(GECITEERDE PASSAGE)
%%

Aldus wordt er een duidelijke ongelijkheid gecreëerd tussen rechtspersonen zonder dat hiervoor een redelijke verantwoording voorhanden is.

Besluit

Waar het hof van beroep met toepassing van artikel 12, 6de lid, van de faillissementswet oordeelt het tijdstip van staking van betaling te kunnen terugbrengen tot op 1 januari 1997, zijnde het tijdstip waarop naar het oordeel van het (hof van beroep) de vennootschap feitelijk in vereffening werd gesteld, hetzij meer dan vijf jaar vóór de datum van faillietverklaring en meer dan drie jaar voor haar formele ontbinding, bepaling die enkel geldt ten aanzien van meer dan zes maanden voor de faillietverklaring ontbonden rechtspersonen, met uitsluiting van andere rechtspersonen die ook worden failliet verklaard, doch zonder voorafgaandelijk te zijn ontbonden dan wel sinds minder dan zes maanden te zijn ontbonden, zonder dat voor deze onderscheiden behandeling een objectieve en redelijke verantwoording voorhanden is, maakt het hof van beroep toepassing van een bepaling die strijdig is met het gelijkheidsbeginsel (schending van art. 10, 11 en 159 van de gecoördineerde Grondwet van 17 februari 1994) en kon het derhalve niet wettig beslissen bij toepassing van artikel 12, 6de lid, van de faillissementswet van 8 augustus 1997 het tijdstip van staking van betaling terug te brengen op 1 januari 1997 (schending van art. 12, 6de lid, van de faillissementswet van 8 augustus 1997). Derhalve verzoekt de eiseres het Hof alvorens over dit onderdeel uitspraak te doen bij toepassing van artikel 26, § 1 en 2, 1ste lid, van de bijzondere wet van 6 januari 1989 op het Grondwettelijk Hof, aan het Grondwettelijk Hof volgende prejudiciële vraag voor te leggen:

“Schendt artikel 12, 6de lid, van de faillissementswet van 8 augustus 1997 de artikelen 10 en 11 van de Grondwet, in zoverre uit deze bepaling volgt dat in geval van faillietverklaring van een meer dan zes maanden voor de faillietverklaring ontbonden rechtspersoon de datum van staking van betaling onbeperkt in de tijd kan worden teruggebracht tot op het tijdstip van het ontbindingsbesluit, dat in de stelling van het hof van beroep aan het formele ontbindingsbesluit kan voorafgaan en zich situeren op het tijdstip waarop deze vennootschap feitelijk in vereffening werd gesteld, zonder dat er op het terugbrengen van dat tijdstip enige beperking in de tijd bestaat, daar waar in geval van een faillietverklaring van een niet ontbonden rechtspersoon of van een rechtspersoon die minder dan zes maanden voor het vonnis van faillietverklaring werd ontbonden het tijdstip ten hoogste op zes maanden voor de datum van dat vonnis van faillietverklaring kan worden bepaald, ofschoon ook aan dat faillissement meer dan zes maanden voor het faillissementsvonnis een feitelijke in vereffeningstelling kan zijn voorafgegaan?”

%%

(VASTGELEGDE GEGEVENS)
%%

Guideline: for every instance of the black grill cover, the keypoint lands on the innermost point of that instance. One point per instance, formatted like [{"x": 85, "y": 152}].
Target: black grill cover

%%

(JOUW OPDRACHT)
Som alle volledige datums (dag, maand en jaar) op die in de geciteerde passage over de faillissementswet staan, en noem elke datum één keer. Het materiaal speelt hierbij geen enkele rol.

(ANTWOORD OP OPDRACHT)
- 1 januari 1997
- 17 februari 1994
- 8 augustus 1997
- 6 januari 1989